**課題 1:**
自然災害時の人道支援に関する引用文によれば、日本は海外で大規模な災害が発生した場合、誰の要請に応じて緊急援助を行いますか。
**課題 2:**
自然災害時の人道支援に関する引用文の中で「日本は、海外で大規模な災害が発生した場合」で始まる段落を、主な事実を残して箇条書きに書き換えてください。
**課題 3:**
自然災害時の人道支援に関する引用文のうち、「2020年11月、グアテマラ」から「たは組み合わせて派遣します。」までの部分を一字一句そのまま書き写してください。

(2)自然災害時の人道支援

大雨・洪水の被害を受けたジブチ市内の小中学校において、排水および機能復旧作業を行う自衛隊員の様子(写真:防衛省)(「国際協力の現場から」も参照)

2020年11月、グアテマラにおけるハリケーン被害に対する緊急援助物資の引き渡しの様子(写真:JICA)
日本は、海外で大規模な災害が発生した場合、被災国政府、または国際機関の要請に応じ、直ちに緊急援助を行える体制を整えています。日本の人的援助としては、国際緊急援助隊があり、①被災者の捜索・救助活動を行う「救助チーム」、②医療活動を行う「医療チーム」、③感染症対策を行う「感染症対策チーム」、④災害の応急対策と復旧活動について専門的な助言・指導などを行う「専門家チーム」(モーリシャスへの緊急援助隊派遣については、案件紹介を参照)、⑤大規模災害など、特に必要があると認められる場合に、医療活動や援助関連の物資や人員の輸送を行う「自衛隊部隊」(詳細は「国際協力の現場から」を参照)を、個別に、または組み合わせて派遣します。

**データ抜粋:**
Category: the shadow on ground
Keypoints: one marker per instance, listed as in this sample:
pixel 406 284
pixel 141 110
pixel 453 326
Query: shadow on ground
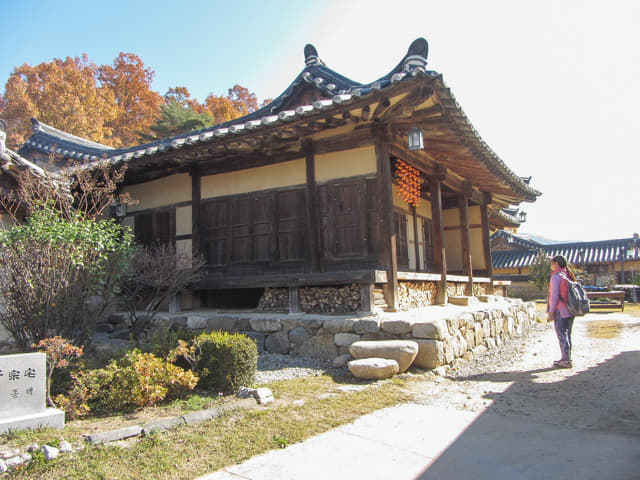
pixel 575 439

==

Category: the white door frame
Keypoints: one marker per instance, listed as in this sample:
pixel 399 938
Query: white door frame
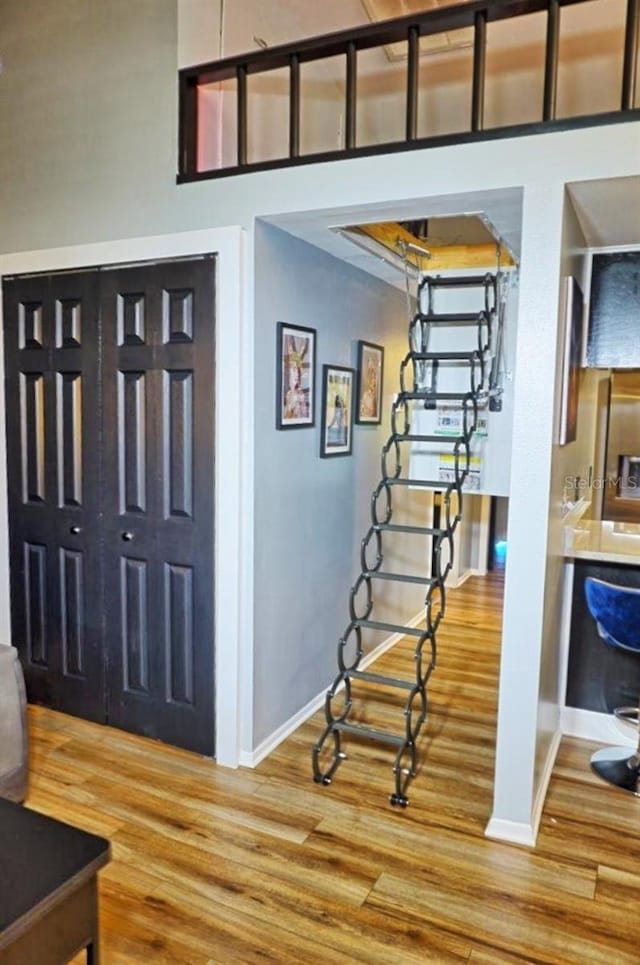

...

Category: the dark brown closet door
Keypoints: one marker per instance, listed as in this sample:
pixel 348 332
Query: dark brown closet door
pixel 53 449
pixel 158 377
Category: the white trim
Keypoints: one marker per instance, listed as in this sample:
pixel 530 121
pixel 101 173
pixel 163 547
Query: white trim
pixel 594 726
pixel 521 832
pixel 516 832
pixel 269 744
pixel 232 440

**解答 1:**
被災国政府、または国際機関の要請に応じて行います。

**解答 2:**
- 海外で大規模な災害が発生した場合、日本は被災国政府または国際機関の要請に応じ、直ちに緊急援助を行える体制を整えている。
- 人的援助として国際緊急援助隊があり、次のチームを個別に、または組み合わせて派遣する。
  - 救助チーム:被災者の捜索・救助活動
  - 医療チーム:医療活動
  - 感染症対策チーム:感染症対策
  - 専門家チーム:災害の応急対策と復旧活動についての専門的な助言・指導など
  - 自衛隊部隊:大規模災害など特に必要があると認められる場合の、医療活動や援助関連の物資・人員の輸送

**解答 3:**
2020年11月、グアテマラにおけるハリケーン被害に対する緊急援助物資の引き渡しの様子(写真:JICA)
日本は、海外で大規模な災害が発生した場合、被災国政府、または国際機関の要請に応じ、直ちに緊急援助を行える体制を整えています。日本の人的援助としては、国際緊急援助隊があり、①被災者の捜索・救助活動を行う「救助チーム」、②医療活動を行う「医療チーム」、③感染症対策を行う「感染症対策チーム」、④災害の応急対策と復旧活動について専門的な助言・指導などを行う「専門家チーム」(モーリシャスへの緊急援助隊派遣については、案件紹介を参照)、⑤大規模災害など、特に必要があると認められる場合に、医療活動や援助関連の物資や人員の輸送を行う「自衛隊部隊」(詳細は「国際協力の現場から」を参照)を、個別に、または組み合わせて派遣します。